The data below is to be written out exactly, with no pictures.

───── Source information ─────

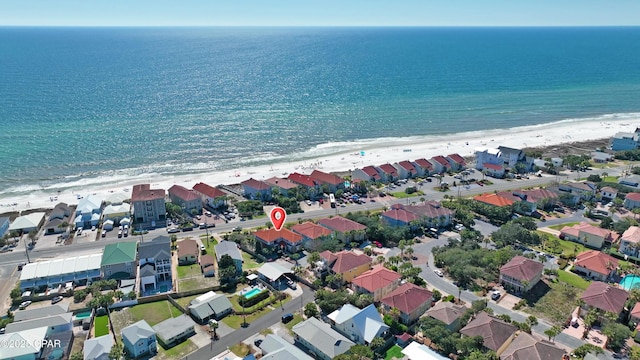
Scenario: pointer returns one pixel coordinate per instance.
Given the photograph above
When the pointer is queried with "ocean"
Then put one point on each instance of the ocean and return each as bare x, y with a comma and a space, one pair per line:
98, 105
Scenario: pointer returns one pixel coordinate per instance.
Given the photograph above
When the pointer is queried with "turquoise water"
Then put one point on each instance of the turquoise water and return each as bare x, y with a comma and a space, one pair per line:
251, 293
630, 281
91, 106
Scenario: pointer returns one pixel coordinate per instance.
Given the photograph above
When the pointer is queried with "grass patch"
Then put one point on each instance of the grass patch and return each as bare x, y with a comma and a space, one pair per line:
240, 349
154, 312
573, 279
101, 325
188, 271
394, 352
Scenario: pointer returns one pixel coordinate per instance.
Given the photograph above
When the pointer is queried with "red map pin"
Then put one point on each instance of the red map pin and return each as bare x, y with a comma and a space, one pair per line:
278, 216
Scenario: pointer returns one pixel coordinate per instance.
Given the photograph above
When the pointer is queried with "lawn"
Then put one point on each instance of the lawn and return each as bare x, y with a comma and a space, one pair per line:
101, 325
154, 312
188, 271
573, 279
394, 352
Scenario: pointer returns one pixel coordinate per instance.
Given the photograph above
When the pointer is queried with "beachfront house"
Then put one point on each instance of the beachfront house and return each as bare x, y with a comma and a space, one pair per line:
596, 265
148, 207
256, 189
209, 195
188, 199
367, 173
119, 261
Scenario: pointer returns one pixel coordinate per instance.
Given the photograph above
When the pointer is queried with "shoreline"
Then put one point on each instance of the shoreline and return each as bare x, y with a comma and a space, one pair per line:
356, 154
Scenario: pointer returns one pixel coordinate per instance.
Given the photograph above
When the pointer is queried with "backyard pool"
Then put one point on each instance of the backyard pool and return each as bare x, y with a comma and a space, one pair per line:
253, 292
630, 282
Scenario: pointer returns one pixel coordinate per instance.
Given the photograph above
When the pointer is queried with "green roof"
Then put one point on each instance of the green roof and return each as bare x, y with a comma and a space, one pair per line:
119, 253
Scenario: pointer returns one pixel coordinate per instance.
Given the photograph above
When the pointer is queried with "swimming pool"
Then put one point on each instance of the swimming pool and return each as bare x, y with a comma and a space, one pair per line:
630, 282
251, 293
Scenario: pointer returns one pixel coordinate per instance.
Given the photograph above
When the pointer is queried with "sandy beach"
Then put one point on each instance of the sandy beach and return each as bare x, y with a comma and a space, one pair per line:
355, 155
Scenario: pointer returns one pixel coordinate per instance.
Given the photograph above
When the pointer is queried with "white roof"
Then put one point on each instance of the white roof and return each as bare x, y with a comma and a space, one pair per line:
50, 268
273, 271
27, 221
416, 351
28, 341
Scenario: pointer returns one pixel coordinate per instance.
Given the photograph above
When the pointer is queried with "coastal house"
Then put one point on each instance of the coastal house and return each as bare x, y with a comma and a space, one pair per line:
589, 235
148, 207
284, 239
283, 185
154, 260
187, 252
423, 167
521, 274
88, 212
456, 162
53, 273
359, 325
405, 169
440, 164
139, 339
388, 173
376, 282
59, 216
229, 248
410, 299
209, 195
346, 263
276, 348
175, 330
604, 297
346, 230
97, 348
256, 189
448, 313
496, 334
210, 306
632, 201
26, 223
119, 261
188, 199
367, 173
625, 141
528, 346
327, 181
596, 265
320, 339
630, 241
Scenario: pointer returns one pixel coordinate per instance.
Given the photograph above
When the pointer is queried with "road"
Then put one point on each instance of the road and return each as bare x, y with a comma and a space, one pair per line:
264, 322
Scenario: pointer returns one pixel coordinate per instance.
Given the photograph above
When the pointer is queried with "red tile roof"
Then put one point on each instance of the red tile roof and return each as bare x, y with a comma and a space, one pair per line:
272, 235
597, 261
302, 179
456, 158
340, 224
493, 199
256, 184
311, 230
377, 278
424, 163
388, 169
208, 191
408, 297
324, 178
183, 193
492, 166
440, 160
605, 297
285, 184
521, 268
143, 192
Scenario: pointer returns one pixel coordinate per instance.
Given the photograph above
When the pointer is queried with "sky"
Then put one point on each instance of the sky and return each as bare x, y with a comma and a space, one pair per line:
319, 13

─────

## Response area
Scenario: pointer returns one pixel coordinate per instance.
Given the photograph above
When the pointer is queried with "ocean"
Then put one point on each instance of the ocean and return each as bare x, y with a comma and a space, one pair per line:
98, 105
Scenario: pointer returns one pixel coordinate per instance.
Given the photograph above
When the pointer is queried with "turquoise water"
Then put one point on each instance of the turquoise water and return each as bare x, y with a comma and a space, one pair per line:
251, 293
630, 281
91, 106
Scenario: pointer returns one pixel coordinate per instance.
Given the photograph above
When the pointer is queried with "grass patch"
Then put one point on each instance of the grass patch and return each as bare x, y with a comma and a space, one pair per line:
240, 349
154, 312
573, 279
101, 325
188, 271
394, 352
Scenario: pointer returns one pixel coordinate per instance.
Given the photograph above
When the pointer is queried with "red map pin"
Then put one point on each instance of the red map pin and return each as bare x, y with a comma and a space, one pair per line:
278, 216
Scenario: pointer returns one pixel coordinate per instance.
Given the photograph above
When the pointer is queried with "lawn"
Then put one point on each instance of the lawn and return each as bare x, y with a comma and a space, one pair per line:
101, 325
154, 312
188, 271
573, 279
394, 352
Scenario: pointer returns one pixel coordinate per instance.
Given the photograph above
When the pointer is queried with "beachfront house"
Then put one point on each instance of the beachfront house and return each as bare x, y with a comma and a space, one pair per line:
596, 265
148, 207
256, 189
209, 195
188, 199
367, 173
119, 261
Scenario: pointer returns one pixel coordinate per instance.
Given the photograph above
When the pointer is queried with "shoreline"
Then put one point on each instance of the shoreline and return each as bare x, y with a comma and a space, one pair per line:
356, 154
Scenario: pointer returns one pixel coordinate per instance.
Given the photograph above
When the pointer is queried with "backyard pool"
Then put one point on each instance of the backyard pool and return each as bare x, y with a comma and a space, one pair per line:
253, 292
630, 282
Scenario: pointer returns one pixel coordinate per instance.
Given the photograph above
When the pointer is queried with "green roof"
Then put one point on each instance of the green roof and return each as bare x, y with a comma and a space, one pair per line:
119, 253
Scenario: pointer returns one pixel coordinate per instance.
Given the photograph above
When the pointer is queried with "swimming pool"
Then put one point on each instance of the swimming pool and return each as bare x, y with a comma and a space, one pair per line:
630, 282
251, 293
Scenario: pointer returns one pixel coordinate per instance.
Given the photograph above
When the pointer is queried with "sandy beach"
Then put one point on each instance of the sandy beach and return each as bare x, y with a comma and a space, one pair per line:
355, 155
Scenario: pointer returns one pixel coordinate per instance.
Given the photograph above
When the pointer is queried with "white roof"
Then put one point on each instance of the white roof and return each as bare x, y with a comma and a space, one pair per line:
50, 268
273, 271
27, 221
416, 351
28, 341
Scenario: pointer returns one pixel coordinate per instance.
Given the photograph above
When the pointer is queried with "coastal house"
Then put one point on each instance of the coastal house and return each as bare x, y with a comma and a space, one pair per line:
589, 235
148, 207
284, 239
283, 185
154, 260
187, 252
423, 167
521, 274
88, 212
456, 162
53, 273
359, 325
405, 169
440, 164
139, 339
388, 173
376, 282
59, 216
229, 248
410, 299
209, 195
346, 263
276, 348
175, 330
604, 297
346, 230
97, 348
256, 189
448, 313
496, 334
210, 306
632, 201
26, 223
119, 261
188, 199
367, 173
625, 141
528, 346
327, 181
596, 265
320, 339
630, 241
Scenario: pointer returns one pixel coordinate per instance.
Given the photograph above
When the pointer is queried with "road"
Then put one point on each instance of the road and return each as bare x, y with a comma and a space, one pair per line:
264, 322
Scenario: pointer returns one pixel coordinate per instance.
Given the photograph above
When the pointer is queried with "red tile roof"
Then put one point on each instance of the red tile roof and return each as bare x, y with a comma and a space, one pair per line:
272, 235
597, 261
302, 179
456, 158
340, 224
493, 199
256, 184
311, 230
377, 278
424, 163
388, 169
208, 191
408, 297
324, 178
183, 193
492, 166
440, 160
605, 297
285, 184
521, 268
143, 192
Scenario: pointer returns one pixel coordinate per instance.
Given the photograph above
When the pointer is queried with "sky"
Then put one point on each instance of the sky and return each as bare x, y with a comma and a space, one pair per line:
319, 13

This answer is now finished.